Text provided Start Marker

Her addiction to heroine killed her. I was fooled for two years, thinking she was clean and sober. On the 26th, she called an ambulance complaining of "chest pains", which would be perfectly logical considering she'd had two open heart surgeries (once again, because of her addiction). The real reason she went was to get pain medicine because of her withdrawals. When she came home that day, she knew that I knew what was going on. "You hate me, don't you?" were the first words out of her mouth. I told her that I didn't hate her, I hated heroin and the person that heroin made her. I told her that she had to quit cold turkey to understand how badly she needed to get off of the stuff. I left her alone for an hour or so, and then went into her room to tell her how proud of her I was for doing this the way she was, no matter how miserable it is. When I walked in, I caught her trying to shoot up from old cottons, and I started screaming at her, I was so angry and so disappointed that she would do that to me. She told me that'd she'd rather be dead than feel the way she was feeling, and she was so ashamed of the mental turmoil she had put me through. I left her alone, and she continued with her withdrawals. Her detox was terrifying to see-- vomiting, diarrhea, restless legs so bad that her headboard was banging all night. When I tried to sleep, I heard her kicking, and I went into an extreme panic attack and called my aunt. I just wanted some reassurance that she was gonna be okay, that she was going to live and be happy when she came out of these withdrawals. The next day, she slept most of the day. Eventually, she woke up and I gave her a sleeping pill, and told her how proud of her I was. I asked her if she was okay, she said no, and then proceeded to say "I'm just gonna lay here". I said I loved her, and she said it back, and I walked out of the room. Maybe ten minutes later, I heard her gasping for air. I called my aunt, and we proceeded to call 911. She wasn't breathing. She went to the hospital, and was put on a ventilator. That was so scary to see. She also had a huge abscess on her hip from trying to shoot up there the day before. We did neurological tests, and she was brain dead. She always told me that if she had to live on life support, she'd rather me pull the plug than keep her as a vegetable, so that's what we did. She donated her kidneys and liver, and that was that.

Text provided End Marker

> Work instruction
Carry on the personal account of a woman's death from heroin addiction, beginning after its last sentence.

Entries provided Start Marker

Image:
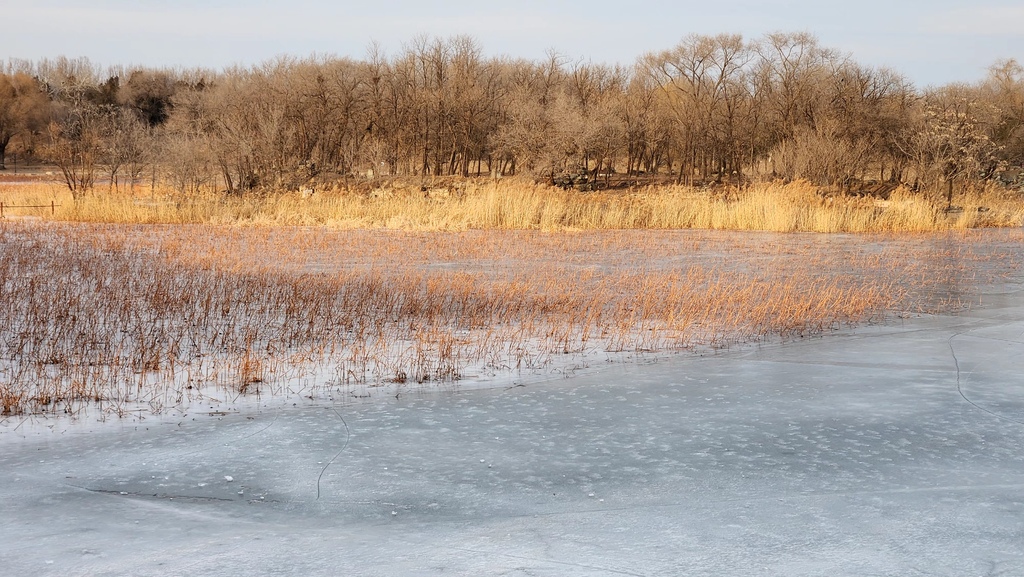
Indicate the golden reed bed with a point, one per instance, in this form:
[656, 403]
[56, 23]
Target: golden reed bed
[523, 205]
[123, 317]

Entries provided End Marker
Entries provided Start Marker

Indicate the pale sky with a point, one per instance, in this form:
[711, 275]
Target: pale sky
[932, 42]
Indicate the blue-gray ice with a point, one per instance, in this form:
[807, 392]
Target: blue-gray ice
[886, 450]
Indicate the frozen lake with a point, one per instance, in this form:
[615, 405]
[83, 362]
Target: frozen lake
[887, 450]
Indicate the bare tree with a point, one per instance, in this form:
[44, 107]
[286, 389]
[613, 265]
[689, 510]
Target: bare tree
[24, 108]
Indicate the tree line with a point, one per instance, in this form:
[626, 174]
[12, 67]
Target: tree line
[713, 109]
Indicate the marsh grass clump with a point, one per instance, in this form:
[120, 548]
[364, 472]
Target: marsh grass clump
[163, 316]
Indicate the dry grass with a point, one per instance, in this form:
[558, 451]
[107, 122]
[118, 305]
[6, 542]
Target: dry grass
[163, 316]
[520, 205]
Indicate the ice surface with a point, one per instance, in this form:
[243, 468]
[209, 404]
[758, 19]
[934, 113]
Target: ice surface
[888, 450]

Entries provided End Marker

> Output below
I just can't help but feel guilty for so many reasons. My boyfriend's step dad offered her some drugs (not the kind she was on) to help her through withdrawal, and I was selfish and said no because I wanted her to learn her lesson. And I didn't call 911 quick enough. What if I had called 911 before I called my aunt? What if I'd have given her some subutex to help her through her withdrawal? what if I hadn't told her to cold turkey her way through withdrawal? I just feel like I did so much wrong.

I'm just absolutely broken. My mom was my everything. She was my best friend, she was my guidance counselor, she was my rock and my stability. I keep expecting her to walk out of her room. Ive almost texted her to check in about 10 times now. I just can't help but be broken hearted.

I don't know what I expect to get out of posting this.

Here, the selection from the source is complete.